---------- DATA SUPPLIED ----------

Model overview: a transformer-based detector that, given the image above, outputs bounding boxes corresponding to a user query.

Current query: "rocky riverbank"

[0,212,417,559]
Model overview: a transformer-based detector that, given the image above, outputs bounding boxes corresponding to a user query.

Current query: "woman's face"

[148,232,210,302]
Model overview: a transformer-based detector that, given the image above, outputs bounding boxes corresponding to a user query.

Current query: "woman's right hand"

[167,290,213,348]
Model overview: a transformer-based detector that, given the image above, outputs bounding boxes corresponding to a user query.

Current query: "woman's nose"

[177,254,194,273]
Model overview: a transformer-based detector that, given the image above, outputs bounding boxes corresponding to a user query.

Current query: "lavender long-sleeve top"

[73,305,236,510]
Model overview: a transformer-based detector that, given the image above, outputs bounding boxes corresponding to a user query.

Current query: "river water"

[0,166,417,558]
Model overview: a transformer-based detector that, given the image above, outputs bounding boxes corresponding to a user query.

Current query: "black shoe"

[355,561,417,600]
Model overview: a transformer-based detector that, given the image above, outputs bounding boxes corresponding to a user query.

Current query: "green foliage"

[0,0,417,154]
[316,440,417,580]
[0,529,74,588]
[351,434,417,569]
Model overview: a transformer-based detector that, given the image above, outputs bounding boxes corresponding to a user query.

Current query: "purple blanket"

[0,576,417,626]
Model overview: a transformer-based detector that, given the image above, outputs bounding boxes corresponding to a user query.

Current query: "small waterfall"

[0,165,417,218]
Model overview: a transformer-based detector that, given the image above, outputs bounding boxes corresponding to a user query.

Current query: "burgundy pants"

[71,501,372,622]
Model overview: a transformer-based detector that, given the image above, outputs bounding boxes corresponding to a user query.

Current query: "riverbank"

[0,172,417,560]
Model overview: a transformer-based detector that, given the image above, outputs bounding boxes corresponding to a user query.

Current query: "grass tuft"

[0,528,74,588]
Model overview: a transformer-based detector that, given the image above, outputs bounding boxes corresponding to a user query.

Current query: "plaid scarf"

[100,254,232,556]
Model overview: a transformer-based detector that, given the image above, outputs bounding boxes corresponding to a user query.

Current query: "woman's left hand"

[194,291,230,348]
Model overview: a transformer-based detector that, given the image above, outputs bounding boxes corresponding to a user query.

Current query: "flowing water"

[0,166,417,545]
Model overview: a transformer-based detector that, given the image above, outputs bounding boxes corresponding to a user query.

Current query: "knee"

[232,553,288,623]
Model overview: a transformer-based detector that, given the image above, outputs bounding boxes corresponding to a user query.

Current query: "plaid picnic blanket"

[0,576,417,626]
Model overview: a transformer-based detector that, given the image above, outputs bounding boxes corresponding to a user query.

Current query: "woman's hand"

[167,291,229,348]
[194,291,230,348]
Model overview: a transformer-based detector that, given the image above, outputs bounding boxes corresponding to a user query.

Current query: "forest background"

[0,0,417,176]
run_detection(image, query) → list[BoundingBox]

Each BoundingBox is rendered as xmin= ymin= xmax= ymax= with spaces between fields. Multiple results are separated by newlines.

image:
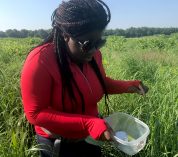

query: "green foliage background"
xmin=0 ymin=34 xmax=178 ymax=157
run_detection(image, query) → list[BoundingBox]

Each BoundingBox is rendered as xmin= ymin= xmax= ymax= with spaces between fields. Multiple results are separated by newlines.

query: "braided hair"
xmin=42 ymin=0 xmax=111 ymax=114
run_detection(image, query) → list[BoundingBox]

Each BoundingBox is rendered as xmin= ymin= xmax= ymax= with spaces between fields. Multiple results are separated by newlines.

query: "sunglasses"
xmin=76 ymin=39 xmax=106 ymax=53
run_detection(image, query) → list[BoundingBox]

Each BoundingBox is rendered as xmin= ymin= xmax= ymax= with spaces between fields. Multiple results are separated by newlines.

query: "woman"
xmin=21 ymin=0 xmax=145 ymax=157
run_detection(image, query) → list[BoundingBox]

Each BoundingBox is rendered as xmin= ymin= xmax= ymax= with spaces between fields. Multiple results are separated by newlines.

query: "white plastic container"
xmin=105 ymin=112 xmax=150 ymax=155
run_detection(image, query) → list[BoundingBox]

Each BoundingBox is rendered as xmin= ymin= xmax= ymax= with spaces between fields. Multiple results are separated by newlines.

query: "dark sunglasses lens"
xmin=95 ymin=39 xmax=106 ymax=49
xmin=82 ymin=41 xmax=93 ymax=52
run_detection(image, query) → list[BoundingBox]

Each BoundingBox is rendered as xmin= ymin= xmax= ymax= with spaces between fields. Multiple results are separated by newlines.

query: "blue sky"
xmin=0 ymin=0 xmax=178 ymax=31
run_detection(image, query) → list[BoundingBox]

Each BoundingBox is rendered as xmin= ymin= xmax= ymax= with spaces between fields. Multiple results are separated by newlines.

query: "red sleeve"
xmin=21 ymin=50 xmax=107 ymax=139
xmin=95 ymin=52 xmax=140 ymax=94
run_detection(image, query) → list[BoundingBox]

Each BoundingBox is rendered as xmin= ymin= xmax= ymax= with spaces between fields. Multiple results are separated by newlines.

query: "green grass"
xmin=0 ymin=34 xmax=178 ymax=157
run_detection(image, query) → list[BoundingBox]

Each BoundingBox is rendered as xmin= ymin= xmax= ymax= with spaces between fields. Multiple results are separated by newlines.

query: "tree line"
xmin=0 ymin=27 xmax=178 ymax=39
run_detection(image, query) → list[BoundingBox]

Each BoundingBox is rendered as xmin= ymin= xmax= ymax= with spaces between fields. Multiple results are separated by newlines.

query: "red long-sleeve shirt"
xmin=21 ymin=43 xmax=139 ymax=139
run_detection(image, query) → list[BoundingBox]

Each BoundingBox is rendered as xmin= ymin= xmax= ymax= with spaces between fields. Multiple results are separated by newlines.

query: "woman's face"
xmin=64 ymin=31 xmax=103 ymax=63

----------
---------- DATA SUPPLIED ----------

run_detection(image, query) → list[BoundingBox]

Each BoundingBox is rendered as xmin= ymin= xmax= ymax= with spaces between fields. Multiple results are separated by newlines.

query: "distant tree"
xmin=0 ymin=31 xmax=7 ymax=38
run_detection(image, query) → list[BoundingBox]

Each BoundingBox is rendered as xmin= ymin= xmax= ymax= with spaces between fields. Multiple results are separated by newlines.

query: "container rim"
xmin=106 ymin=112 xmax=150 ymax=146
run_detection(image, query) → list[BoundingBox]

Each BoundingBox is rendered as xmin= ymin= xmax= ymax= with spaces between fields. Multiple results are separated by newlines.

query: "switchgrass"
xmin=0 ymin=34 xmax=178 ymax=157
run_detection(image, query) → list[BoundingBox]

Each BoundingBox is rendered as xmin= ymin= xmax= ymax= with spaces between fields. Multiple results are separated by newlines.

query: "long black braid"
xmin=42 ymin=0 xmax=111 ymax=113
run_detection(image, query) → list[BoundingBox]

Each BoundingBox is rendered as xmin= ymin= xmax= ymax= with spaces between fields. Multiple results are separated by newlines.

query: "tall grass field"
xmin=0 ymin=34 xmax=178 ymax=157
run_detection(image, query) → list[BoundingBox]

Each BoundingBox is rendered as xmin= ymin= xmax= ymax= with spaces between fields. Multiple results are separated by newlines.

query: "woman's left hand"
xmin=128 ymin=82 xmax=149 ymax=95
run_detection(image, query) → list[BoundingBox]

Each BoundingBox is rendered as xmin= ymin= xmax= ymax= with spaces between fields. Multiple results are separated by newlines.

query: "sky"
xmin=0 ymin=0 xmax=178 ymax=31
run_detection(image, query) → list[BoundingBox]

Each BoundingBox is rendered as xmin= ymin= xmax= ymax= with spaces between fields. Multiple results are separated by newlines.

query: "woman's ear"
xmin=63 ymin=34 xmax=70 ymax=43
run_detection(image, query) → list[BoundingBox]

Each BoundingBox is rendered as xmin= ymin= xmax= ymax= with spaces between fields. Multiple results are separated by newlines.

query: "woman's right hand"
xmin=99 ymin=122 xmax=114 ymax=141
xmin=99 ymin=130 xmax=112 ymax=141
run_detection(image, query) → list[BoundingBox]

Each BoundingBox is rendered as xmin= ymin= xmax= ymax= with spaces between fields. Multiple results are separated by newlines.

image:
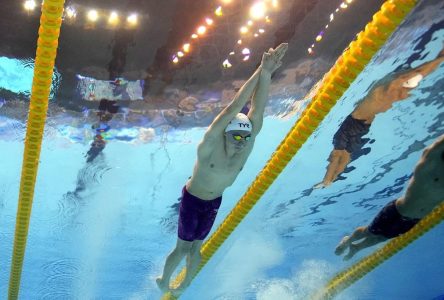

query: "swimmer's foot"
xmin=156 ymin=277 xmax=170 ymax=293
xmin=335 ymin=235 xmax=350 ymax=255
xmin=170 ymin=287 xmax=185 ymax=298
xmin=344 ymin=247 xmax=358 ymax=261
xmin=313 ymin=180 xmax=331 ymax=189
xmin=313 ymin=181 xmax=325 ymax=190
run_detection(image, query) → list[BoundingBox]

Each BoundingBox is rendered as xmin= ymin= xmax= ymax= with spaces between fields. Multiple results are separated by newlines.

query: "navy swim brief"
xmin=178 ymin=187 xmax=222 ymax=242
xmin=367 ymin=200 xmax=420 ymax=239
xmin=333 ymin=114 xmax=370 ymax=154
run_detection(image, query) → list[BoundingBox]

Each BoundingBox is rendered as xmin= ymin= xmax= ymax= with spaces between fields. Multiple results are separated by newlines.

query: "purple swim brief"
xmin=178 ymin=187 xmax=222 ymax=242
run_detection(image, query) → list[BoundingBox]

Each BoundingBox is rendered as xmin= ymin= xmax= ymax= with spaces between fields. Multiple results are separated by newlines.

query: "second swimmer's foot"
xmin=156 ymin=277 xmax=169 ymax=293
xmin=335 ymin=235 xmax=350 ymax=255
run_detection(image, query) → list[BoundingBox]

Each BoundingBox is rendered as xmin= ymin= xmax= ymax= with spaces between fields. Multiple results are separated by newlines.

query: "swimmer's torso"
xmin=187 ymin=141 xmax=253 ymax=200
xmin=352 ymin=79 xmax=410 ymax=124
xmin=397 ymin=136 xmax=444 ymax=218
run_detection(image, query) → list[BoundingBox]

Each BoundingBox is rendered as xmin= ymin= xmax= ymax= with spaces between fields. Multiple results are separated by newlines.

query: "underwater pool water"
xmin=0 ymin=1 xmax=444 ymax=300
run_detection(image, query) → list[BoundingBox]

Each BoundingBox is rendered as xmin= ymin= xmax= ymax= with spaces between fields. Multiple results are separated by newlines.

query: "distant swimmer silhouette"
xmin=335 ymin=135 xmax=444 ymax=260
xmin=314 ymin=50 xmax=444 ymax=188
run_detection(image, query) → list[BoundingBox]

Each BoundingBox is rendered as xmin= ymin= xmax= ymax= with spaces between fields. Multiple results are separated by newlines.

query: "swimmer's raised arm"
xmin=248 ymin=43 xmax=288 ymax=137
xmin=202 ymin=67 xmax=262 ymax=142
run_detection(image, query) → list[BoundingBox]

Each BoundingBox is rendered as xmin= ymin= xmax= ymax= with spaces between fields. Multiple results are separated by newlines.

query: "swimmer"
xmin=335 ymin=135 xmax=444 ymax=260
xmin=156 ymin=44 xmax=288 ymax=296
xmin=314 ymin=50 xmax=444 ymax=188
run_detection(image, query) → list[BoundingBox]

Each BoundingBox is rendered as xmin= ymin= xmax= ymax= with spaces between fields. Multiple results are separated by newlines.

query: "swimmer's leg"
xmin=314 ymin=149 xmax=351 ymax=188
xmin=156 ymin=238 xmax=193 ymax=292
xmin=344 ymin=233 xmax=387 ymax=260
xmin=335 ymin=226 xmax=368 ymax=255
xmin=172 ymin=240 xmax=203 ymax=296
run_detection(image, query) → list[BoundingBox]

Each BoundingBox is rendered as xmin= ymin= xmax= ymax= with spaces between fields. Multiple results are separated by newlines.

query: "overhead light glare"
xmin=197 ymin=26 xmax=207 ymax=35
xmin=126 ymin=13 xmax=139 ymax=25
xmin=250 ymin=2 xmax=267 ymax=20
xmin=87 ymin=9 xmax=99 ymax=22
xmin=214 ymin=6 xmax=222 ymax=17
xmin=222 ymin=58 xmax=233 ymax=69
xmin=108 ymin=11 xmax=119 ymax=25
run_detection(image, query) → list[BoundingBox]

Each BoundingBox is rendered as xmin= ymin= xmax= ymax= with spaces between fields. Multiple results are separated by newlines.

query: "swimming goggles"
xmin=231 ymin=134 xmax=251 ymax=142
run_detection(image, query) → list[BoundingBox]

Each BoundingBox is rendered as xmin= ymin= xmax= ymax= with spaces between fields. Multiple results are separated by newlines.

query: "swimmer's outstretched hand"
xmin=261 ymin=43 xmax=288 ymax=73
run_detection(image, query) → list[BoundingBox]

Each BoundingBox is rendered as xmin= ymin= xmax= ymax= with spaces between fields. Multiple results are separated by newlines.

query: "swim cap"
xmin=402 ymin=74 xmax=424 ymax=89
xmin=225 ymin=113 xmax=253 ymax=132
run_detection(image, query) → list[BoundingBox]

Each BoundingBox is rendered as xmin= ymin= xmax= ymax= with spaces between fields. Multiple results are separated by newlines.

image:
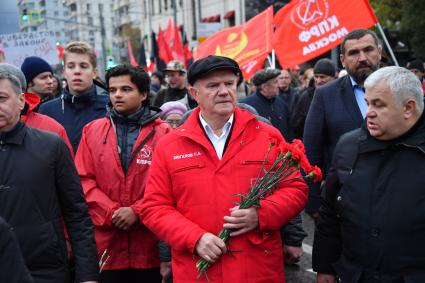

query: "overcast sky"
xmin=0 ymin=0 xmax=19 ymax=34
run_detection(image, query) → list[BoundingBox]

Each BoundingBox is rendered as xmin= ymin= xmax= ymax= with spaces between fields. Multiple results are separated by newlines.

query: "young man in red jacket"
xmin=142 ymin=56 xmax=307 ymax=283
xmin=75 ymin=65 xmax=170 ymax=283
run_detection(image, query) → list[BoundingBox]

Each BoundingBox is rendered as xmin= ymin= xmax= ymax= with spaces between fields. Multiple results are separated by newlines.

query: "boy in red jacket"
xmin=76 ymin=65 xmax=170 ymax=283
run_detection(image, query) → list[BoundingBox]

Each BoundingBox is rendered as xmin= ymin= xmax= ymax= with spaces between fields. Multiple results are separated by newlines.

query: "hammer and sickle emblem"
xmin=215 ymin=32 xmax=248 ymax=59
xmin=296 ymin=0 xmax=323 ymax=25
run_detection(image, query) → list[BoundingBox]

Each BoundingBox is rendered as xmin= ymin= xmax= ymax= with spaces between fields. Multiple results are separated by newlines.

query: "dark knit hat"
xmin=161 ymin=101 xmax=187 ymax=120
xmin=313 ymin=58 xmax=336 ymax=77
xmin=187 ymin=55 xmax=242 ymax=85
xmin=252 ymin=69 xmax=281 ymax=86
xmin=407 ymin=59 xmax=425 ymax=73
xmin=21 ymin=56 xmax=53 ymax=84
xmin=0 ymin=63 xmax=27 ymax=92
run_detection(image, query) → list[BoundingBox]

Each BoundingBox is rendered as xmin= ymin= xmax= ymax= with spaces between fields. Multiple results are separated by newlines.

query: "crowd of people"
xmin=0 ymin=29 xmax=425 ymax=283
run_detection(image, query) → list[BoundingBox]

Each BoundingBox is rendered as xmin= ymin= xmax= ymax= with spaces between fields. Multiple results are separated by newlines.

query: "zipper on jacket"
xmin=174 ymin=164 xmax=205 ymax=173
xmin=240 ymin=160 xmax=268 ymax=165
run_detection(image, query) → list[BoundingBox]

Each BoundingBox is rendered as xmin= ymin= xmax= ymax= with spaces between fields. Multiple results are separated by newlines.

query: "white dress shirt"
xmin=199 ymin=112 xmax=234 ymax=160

----------

Pull out every line in the items above that contains the word "black". Only matches with the same capitalization count.

- TASK OUTPUT -
Current query: "black shoe"
query: "long black braid"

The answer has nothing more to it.